* _EXERCISE AIM_
Copy out the items below from their start through the line containing "17L427 16L426 4L399", including that line, and leave out any pictures.

━━━ SOURCE MATERIAL

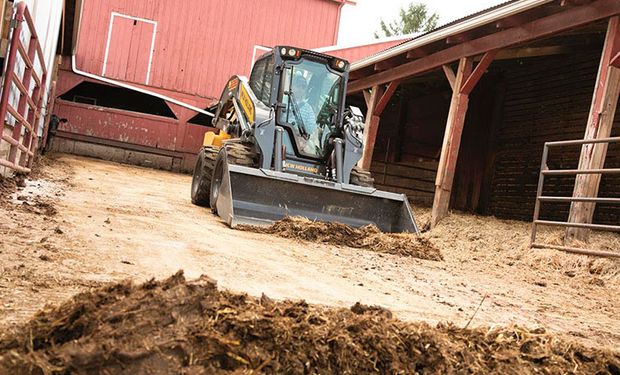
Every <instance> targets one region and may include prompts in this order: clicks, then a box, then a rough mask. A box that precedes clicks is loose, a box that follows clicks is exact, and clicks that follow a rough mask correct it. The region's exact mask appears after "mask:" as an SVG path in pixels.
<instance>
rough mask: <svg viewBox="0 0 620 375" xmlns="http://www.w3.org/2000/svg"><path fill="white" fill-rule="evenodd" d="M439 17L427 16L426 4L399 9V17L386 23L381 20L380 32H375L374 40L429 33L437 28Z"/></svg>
mask: <svg viewBox="0 0 620 375" xmlns="http://www.w3.org/2000/svg"><path fill="white" fill-rule="evenodd" d="M438 20H439V15H438V14H437V13H432V14H429V11H428V8H427V7H426V4H420V3H411V4H409V6H407V8H400V17H399V18H397V19H395V20H393V21H391V22H389V23H386V22H385V21H383V19H382V20H381V24H380V26H381V30H380V31H379V32H375V38H377V39H378V38H382V37H384V36H385V37H389V36H396V35H403V34H413V33H417V32H421V31H423V32H427V31H431V30H432V29H434V28H435V27H436V26H437V21H438Z"/></svg>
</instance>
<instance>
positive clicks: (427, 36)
mask: <svg viewBox="0 0 620 375" xmlns="http://www.w3.org/2000/svg"><path fill="white" fill-rule="evenodd" d="M619 14H620V2H618V1H617V0H596V1H589V0H515V1H509V2H507V3H504V4H501V5H498V6H496V7H493V8H491V9H487V10H484V11H481V12H479V13H476V14H473V15H471V16H469V17H466V18H464V19H461V20H458V21H455V22H453V23H451V24H448V25H445V26H443V27H441V28H438V29H436V30H434V31H432V32H430V33H428V34H425V35H422V36H419V37H417V38H414V39H412V40H409V41H407V42H405V43H402V44H400V45H398V46H395V47H392V48H390V49H387V50H385V51H382V52H380V53H378V54H375V55H373V56H371V57H369V58H366V59H363V60H361V61H359V62H356V63H354V64H353V65H352V70H353V71H352V73H351V82H350V85H349V96H350V100H351V101H352V102H357V103H359V104H360V105H362V106H366V107H367V119H366V131H365V137H366V140H367V142H366V149H365V152H364V157H363V160H362V165H363V167H365V168H369V169H371V170H372V171H373V172H374V175H375V179H376V180H377V182H378V183H379V184H380V185H381V186H383V187H384V188H386V189H390V190H396V191H402V192H405V193H407V194H409V196H410V197H411V198H413V199H414V200H418V201H421V202H426V203H428V204H431V203H432V205H433V210H432V220H431V225H432V226H435V225H436V224H437V223H438V222H439V221H440V220H441V219H442V218H443V217H445V216H446V215H447V213H448V210H449V208H450V207H453V208H457V209H465V210H470V211H476V212H480V213H484V214H491V215H496V216H500V217H507V218H518V219H528V220H529V219H531V218H532V215H533V214H534V213H535V211H537V207H538V208H539V207H540V203H545V204H544V205H543V206H542V211H540V213H541V215H542V217H543V218H545V219H548V220H555V221H562V220H564V221H566V217H567V215H568V214H569V211H570V219H569V221H570V222H572V223H591V222H592V216H593V215H595V219H596V220H599V221H600V222H601V223H603V224H611V225H613V224H615V225H617V224H618V222H620V213H619V212H618V206H617V203H618V200H617V197H619V196H620V181H619V180H618V178H616V177H614V176H613V175H611V176H608V175H606V174H605V175H603V178H602V179H601V174H598V173H591V174H579V176H578V177H577V178H576V179H575V174H576V173H572V176H566V175H564V174H562V173H565V172H561V173H557V174H556V173H555V172H553V173H552V172H549V171H543V174H545V175H546V174H550V176H546V177H547V178H546V182H545V185H544V186H543V188H544V190H541V191H538V187H539V186H538V181H539V176H540V175H541V173H540V169H541V158H542V156H543V155H542V154H543V149H544V147H543V146H544V143H545V142H549V141H561V140H570V139H585V140H588V141H589V140H592V139H604V138H608V137H610V136H613V135H616V136H617V135H620V132H619V131H618V127H617V126H616V127H615V128H614V126H613V124H614V113H615V109H616V106H617V101H618V93H619V91H620V69H618V68H620V21H619V19H620V16H619ZM593 92H594V93H593ZM608 148H609V151H608ZM619 148H620V144H618V143H601V144H587V145H583V146H582V144H576V145H572V146H570V145H566V146H563V147H561V148H558V149H556V147H555V146H554V149H552V150H551V151H550V154H549V161H548V162H547V164H546V166H545V168H547V167H548V168H550V169H560V168H562V169H569V170H573V172H574V170H576V169H590V170H592V171H591V172H596V170H598V169H601V168H603V167H604V166H605V167H607V168H609V169H611V171H609V172H608V173H610V174H611V173H615V172H616V171H617V168H618V162H619V161H620V149H619ZM605 161H606V162H605ZM614 166H615V168H616V169H615V170H614V168H612V167H614ZM545 168H543V169H545ZM551 174H553V175H552V176H551ZM616 176H617V175H616ZM575 180H576V181H575ZM537 193H544V195H545V196H548V195H552V194H553V195H555V196H564V197H566V196H568V198H571V196H572V198H571V199H572V201H571V200H570V199H568V200H560V201H558V200H557V199H556V201H557V202H553V203H555V205H551V204H550V202H547V201H545V202H542V201H541V200H537ZM538 195H540V194H538ZM597 196H599V197H607V199H606V200H605V201H604V202H603V201H600V202H599V203H598V204H597V205H596V212H594V208H595V204H594V202H593V201H592V199H596V197H597ZM614 197H616V198H614ZM542 200H544V198H543V199H542ZM575 200H580V201H575ZM537 202H540V203H537ZM601 225H602V224H601ZM581 229H582V228H577V229H576V230H573V231H571V233H570V234H572V235H577V236H579V237H580V238H585V237H586V236H587V232H585V231H583V230H581ZM599 229H611V230H618V228H617V227H615V229H614V228H603V227H600V228H599Z"/></svg>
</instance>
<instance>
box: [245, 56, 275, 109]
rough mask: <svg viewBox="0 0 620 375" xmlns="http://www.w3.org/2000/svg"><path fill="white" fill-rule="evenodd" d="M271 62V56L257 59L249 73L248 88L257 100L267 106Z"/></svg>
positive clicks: (272, 65) (270, 85)
mask: <svg viewBox="0 0 620 375" xmlns="http://www.w3.org/2000/svg"><path fill="white" fill-rule="evenodd" d="M273 64H274V63H273V59H272V58H271V56H270V57H266V58H263V59H261V60H258V61H257V62H256V63H255V64H254V68H253V69H252V74H251V75H250V88H251V89H252V91H253V92H254V95H256V97H257V98H258V100H260V101H261V102H263V104H265V105H267V106H268V105H269V101H270V99H271V82H272V80H273Z"/></svg>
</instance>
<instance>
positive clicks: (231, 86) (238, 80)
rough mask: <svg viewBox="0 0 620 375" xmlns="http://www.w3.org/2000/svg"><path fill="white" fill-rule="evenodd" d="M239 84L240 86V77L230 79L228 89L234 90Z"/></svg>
mask: <svg viewBox="0 0 620 375" xmlns="http://www.w3.org/2000/svg"><path fill="white" fill-rule="evenodd" d="M237 86H239V79H238V78H235V79H231V80H230V81H228V90H230V91H232V90H234V89H236V88H237Z"/></svg>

━━━━━━

* _EXERCISE RESPONSE_
Every <instance> targets one region and may include prompts in this order: clicks, then a box, then a rough mask. A box that precedes clicks is loose, a box that follows clicks is exact, and clicks that follow a rough mask correct it. The region's exact mask appears after "mask:" as an SVG path in pixels.
<instance>
rough mask: <svg viewBox="0 0 620 375" xmlns="http://www.w3.org/2000/svg"><path fill="white" fill-rule="evenodd" d="M439 17L427 16L426 4L399 9V17L386 23L381 20L380 32H375L374 40L429 33L437 28Z"/></svg>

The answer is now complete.